■ Task instructions ■
Would you please transcribe the records below from the line with "of the lawn" through their final line, exactly and with no other lines?
+--
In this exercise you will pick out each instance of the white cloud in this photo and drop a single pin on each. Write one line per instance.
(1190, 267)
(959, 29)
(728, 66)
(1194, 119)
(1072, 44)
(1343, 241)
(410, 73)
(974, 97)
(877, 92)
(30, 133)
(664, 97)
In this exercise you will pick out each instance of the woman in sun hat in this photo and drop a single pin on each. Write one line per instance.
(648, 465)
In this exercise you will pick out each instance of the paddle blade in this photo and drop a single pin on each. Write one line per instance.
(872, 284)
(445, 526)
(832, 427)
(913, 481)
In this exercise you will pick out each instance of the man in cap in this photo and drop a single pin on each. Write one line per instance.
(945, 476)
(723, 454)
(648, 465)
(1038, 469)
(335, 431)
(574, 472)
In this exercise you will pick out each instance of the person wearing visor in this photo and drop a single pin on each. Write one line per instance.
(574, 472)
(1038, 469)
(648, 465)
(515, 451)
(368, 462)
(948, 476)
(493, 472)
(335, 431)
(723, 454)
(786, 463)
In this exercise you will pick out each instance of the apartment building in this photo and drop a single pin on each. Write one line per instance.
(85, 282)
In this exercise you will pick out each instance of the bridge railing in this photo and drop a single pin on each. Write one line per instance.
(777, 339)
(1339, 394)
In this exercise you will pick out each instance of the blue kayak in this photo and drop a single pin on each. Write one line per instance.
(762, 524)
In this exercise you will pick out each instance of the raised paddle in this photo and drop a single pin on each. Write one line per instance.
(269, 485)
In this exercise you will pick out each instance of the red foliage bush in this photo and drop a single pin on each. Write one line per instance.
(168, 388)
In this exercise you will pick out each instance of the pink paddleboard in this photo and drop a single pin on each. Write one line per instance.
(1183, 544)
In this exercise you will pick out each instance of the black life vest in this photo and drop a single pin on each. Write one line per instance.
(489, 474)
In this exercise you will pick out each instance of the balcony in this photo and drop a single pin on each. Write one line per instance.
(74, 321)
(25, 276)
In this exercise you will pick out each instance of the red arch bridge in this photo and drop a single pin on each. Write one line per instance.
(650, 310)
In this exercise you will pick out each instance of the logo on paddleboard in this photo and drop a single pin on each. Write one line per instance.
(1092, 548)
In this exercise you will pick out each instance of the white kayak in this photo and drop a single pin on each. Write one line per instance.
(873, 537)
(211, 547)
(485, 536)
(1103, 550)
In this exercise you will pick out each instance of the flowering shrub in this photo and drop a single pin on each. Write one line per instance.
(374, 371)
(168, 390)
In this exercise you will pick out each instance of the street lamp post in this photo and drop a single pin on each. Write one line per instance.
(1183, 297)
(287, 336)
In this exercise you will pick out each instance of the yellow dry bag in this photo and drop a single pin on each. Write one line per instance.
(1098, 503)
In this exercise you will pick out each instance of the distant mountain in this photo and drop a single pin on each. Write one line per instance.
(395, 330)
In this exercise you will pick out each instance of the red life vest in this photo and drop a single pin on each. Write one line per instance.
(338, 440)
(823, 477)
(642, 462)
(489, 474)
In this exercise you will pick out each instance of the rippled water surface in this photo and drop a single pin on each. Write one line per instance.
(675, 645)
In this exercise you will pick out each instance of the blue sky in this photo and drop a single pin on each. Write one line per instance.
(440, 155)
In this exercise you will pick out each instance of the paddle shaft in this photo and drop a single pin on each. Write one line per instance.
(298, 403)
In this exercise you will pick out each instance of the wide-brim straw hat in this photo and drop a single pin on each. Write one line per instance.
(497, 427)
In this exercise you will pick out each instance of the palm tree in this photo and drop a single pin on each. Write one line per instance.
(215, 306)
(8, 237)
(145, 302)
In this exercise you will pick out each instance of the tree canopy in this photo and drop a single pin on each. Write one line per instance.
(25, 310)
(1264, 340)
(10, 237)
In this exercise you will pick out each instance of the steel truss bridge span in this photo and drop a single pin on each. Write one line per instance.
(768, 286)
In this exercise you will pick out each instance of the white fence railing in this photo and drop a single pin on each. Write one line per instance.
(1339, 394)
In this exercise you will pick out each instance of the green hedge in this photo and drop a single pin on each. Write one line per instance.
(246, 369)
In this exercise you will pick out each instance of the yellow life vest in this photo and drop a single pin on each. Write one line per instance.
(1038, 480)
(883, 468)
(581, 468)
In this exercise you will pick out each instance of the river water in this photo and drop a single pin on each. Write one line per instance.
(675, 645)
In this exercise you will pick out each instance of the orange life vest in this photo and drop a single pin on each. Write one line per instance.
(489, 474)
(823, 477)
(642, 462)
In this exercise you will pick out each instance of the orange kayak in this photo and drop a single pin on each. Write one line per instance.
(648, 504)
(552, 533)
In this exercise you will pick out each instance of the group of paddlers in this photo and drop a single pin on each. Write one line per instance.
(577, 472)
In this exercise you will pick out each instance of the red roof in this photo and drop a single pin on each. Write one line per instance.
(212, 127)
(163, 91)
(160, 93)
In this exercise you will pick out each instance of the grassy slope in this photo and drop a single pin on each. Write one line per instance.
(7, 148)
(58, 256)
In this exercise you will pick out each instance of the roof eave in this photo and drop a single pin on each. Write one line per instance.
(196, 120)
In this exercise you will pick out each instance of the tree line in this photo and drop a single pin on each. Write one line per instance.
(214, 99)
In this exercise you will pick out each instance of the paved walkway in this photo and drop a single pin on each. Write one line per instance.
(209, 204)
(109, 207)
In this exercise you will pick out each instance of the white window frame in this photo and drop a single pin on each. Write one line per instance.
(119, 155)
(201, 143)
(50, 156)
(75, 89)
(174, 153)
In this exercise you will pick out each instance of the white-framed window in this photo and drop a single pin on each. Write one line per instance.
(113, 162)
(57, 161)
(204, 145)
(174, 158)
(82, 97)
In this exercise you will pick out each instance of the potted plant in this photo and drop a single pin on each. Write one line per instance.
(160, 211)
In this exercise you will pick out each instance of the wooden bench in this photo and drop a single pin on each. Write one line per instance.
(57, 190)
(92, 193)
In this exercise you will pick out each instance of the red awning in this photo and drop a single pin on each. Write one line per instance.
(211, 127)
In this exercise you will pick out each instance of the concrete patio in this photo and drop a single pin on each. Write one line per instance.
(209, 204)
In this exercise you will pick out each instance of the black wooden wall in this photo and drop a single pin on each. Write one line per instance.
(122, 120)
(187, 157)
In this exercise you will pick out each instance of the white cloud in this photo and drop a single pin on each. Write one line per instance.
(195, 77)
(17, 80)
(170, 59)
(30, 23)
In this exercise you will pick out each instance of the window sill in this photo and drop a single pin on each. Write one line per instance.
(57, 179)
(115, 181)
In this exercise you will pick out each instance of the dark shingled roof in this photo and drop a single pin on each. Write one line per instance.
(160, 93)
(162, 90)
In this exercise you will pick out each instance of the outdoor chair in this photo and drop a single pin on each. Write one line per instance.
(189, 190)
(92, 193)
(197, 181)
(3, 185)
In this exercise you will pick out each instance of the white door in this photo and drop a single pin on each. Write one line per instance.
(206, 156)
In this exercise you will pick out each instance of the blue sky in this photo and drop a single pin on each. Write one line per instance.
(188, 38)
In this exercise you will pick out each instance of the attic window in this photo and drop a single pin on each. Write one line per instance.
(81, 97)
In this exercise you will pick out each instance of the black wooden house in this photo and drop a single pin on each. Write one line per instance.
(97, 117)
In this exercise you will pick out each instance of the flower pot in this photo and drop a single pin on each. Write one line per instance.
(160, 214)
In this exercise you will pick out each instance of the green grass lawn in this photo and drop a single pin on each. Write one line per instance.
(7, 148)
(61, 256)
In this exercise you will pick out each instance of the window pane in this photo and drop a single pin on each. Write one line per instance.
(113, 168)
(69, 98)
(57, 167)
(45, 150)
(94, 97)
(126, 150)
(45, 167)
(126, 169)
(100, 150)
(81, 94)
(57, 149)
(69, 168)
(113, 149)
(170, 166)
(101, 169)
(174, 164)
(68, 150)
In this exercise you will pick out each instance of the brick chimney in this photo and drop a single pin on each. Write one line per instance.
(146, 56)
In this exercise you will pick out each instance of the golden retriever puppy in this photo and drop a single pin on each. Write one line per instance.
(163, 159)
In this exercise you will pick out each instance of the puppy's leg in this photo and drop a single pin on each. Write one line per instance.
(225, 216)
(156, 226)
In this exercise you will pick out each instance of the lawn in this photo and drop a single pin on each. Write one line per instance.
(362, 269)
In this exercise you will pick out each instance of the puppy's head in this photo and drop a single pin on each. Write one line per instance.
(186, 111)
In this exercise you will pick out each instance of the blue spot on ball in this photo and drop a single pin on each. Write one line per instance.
+--
■ Final answer ■
In this exercise you will pick out each instance of the lawn in this photo and drop a single pin on each. Write one line per instance.
(362, 269)
In this exercise you will pick out each instance of the puppy's head in this photo and drop a single pin on each. Write one line per instance.
(186, 111)
In this exercise you will pick out each instance of the blue spot on ball in this photo and drop a single pin on each. Write one line per instance.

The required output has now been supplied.